╔══

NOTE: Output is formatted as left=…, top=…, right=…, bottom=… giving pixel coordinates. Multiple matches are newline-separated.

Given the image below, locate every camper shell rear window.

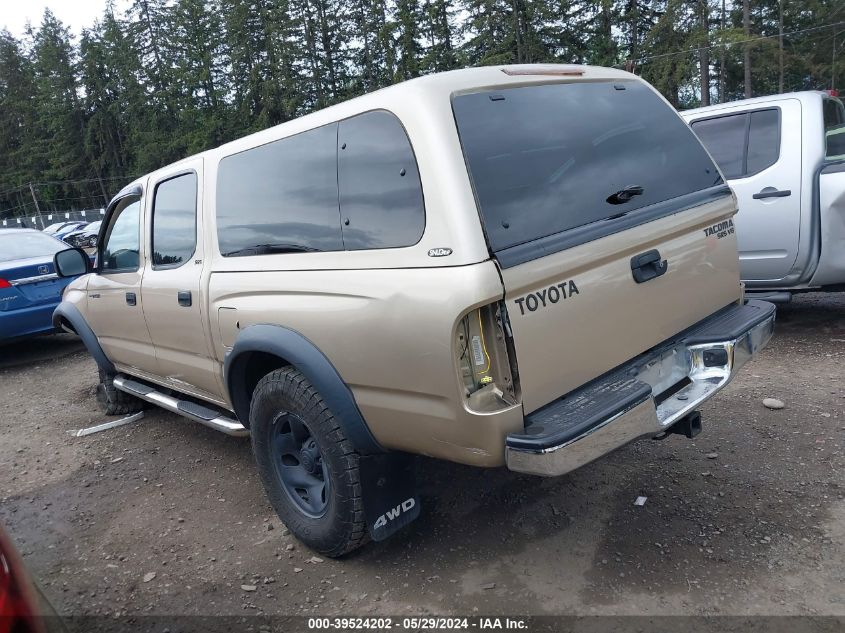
left=452, top=80, right=730, bottom=266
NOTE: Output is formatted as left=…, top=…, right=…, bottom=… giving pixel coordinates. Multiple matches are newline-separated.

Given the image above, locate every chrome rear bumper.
left=505, top=301, right=775, bottom=477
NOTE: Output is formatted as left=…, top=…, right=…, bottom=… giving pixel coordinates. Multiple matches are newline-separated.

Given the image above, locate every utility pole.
left=778, top=0, right=783, bottom=94
left=742, top=0, right=751, bottom=99
left=29, top=183, right=44, bottom=229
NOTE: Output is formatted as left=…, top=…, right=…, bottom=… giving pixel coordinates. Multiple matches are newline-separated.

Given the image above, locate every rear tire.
left=97, top=369, right=144, bottom=415
left=249, top=367, right=369, bottom=558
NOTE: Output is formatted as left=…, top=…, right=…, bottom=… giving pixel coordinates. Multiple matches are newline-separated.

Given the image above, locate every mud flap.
left=359, top=453, right=420, bottom=541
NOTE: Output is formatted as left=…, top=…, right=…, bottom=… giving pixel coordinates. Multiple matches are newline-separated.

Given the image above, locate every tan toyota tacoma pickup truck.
left=49, top=65, right=774, bottom=556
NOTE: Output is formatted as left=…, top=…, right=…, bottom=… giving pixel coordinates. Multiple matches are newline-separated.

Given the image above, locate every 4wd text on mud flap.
left=514, top=280, right=581, bottom=315
left=704, top=220, right=734, bottom=240
left=373, top=497, right=417, bottom=528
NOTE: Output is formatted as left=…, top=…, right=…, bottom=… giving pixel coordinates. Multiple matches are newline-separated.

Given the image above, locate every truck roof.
left=118, top=64, right=642, bottom=195
left=681, top=90, right=829, bottom=117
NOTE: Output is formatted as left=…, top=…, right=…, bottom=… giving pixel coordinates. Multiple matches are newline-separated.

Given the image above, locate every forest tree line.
left=0, top=0, right=845, bottom=218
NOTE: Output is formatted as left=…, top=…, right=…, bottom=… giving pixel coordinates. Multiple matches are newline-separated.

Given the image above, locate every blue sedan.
left=0, top=229, right=84, bottom=341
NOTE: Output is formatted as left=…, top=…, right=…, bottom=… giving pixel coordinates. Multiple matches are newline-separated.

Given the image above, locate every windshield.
left=0, top=231, right=67, bottom=262
left=452, top=81, right=722, bottom=252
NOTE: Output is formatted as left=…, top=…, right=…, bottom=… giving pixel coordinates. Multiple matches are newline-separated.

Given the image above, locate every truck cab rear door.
left=690, top=99, right=801, bottom=281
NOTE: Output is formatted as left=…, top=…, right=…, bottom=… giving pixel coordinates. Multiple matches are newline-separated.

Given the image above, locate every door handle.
left=176, top=290, right=192, bottom=308
left=631, top=249, right=669, bottom=284
left=751, top=189, right=792, bottom=200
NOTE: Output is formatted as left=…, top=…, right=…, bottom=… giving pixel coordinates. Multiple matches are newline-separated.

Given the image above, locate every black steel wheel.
left=249, top=367, right=369, bottom=557
left=272, top=412, right=331, bottom=518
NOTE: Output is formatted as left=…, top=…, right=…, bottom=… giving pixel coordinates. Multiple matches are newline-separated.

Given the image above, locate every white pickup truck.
left=681, top=92, right=845, bottom=302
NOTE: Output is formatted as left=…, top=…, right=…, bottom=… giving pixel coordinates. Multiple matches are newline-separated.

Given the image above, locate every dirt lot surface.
left=0, top=295, right=845, bottom=622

╚══

▸ EXERCISE:
Please rewrite the listing above, changing "locate" to "mark" everywhere and leaving everything else unchanged. Omit the pictures from your answer.

▸ SOLUTION TO THIS EXERCISE:
NOTE: Output is formatted as left=…, top=…, right=…, bottom=… giving pixel coordinates. Multiple matches are newline-separated.

Given the image below, mark every camper shell rear window.

left=452, top=80, right=730, bottom=266
NOTE: Output is formatted as left=…, top=…, right=…, bottom=… giving pixel coordinates. Multiple matches are newline-separated.

Given the image above, mark every chrome rear bumper.
left=505, top=301, right=775, bottom=477
NOTE: Output is formatted as left=…, top=…, right=…, bottom=… giving pixel coordinates. Multiple matches are newline-separated.

Given the image above, mark every utility pole.
left=778, top=0, right=783, bottom=94
left=742, top=0, right=751, bottom=99
left=29, top=183, right=44, bottom=229
NOTE: Output is formatted as left=…, top=…, right=…, bottom=… giving pixel coordinates. Multiple matches are newline-separated.

Given the image above, mark every rear tire.
left=97, top=369, right=144, bottom=415
left=249, top=367, right=369, bottom=558
NOTE: Output is formatted as left=…, top=…, right=…, bottom=… giving pixel coordinates. Multiple matches are newline-separated.

Given the image above, mark every mud flap.
left=359, top=453, right=420, bottom=541
NOTE: Output is formatted as left=…, top=…, right=…, bottom=… giving pixel coordinates. Multiple matches are newline-separated.

Given the image above, mark every tan toyota tacoma pickup truck.
left=49, top=65, right=774, bottom=556
NOTE: Output is formatted as left=…, top=…, right=…, bottom=… giving pixel coordinates. Multiple matches are newline-separated.

Given the image above, mark every 4wd text on mud flap.
left=514, top=280, right=581, bottom=315
left=704, top=220, right=734, bottom=240
left=373, top=497, right=417, bottom=528
NOTE: Output is formatted as left=…, top=…, right=…, bottom=… giving pixel coordinates. Multiple matches are newline-separated.

Given the image above, mark every truck roof.
left=118, top=64, right=642, bottom=195
left=681, top=90, right=829, bottom=117
NOTE: Output is formatted as left=…, top=…, right=…, bottom=… giving pixel coordinates. Multiple matches are newline-separated.

Given the image above, mark every forest tree line.
left=0, top=0, right=845, bottom=218
NOTE: Output is formatted as left=…, top=…, right=…, bottom=… giving pixel coordinates. Multiple matches are newline-separated.

Given the image above, mark every blue sedan.
left=0, top=229, right=84, bottom=341
NOTE: Output is formatted as left=…, top=…, right=…, bottom=… giving pixel coordinates. Multiple matches are newline-separated.

Given the image above, mark every windshield.
left=0, top=231, right=67, bottom=262
left=452, top=81, right=722, bottom=252
NOTE: Output is formatted as left=…, top=…, right=…, bottom=… giving pixel coordinates. Multiple matches are newline-separated.

Given the image above, mark every truck cab rear door.
left=690, top=99, right=801, bottom=281
NOTE: Output is formatted as left=…, top=…, right=…, bottom=… giving pixel coordinates. Multiple matches are newline-separated.

Given the image above, mark every door handle.
left=176, top=290, right=192, bottom=308
left=631, top=249, right=669, bottom=284
left=751, top=189, right=792, bottom=200
NOTE: Output is formatted as left=…, top=…, right=…, bottom=… giving pixel coordinates. Multiple matches are newline-separated.

Given the image above, mark every black steel wheel.
left=249, top=367, right=369, bottom=557
left=272, top=412, right=331, bottom=518
NOTE: Output is formatted as left=…, top=…, right=…, bottom=… giving pixel coordinates. Multiple matches are newline-separated.

Given the image above, mark every white pickup truck.
left=681, top=92, right=845, bottom=302
NOTE: Output is formatted as left=…, top=…, right=…, bottom=… giving pixel coordinates. Multiple matches are newline-separated.

Given the image above, mark every dirt lot surface.
left=0, top=295, right=845, bottom=622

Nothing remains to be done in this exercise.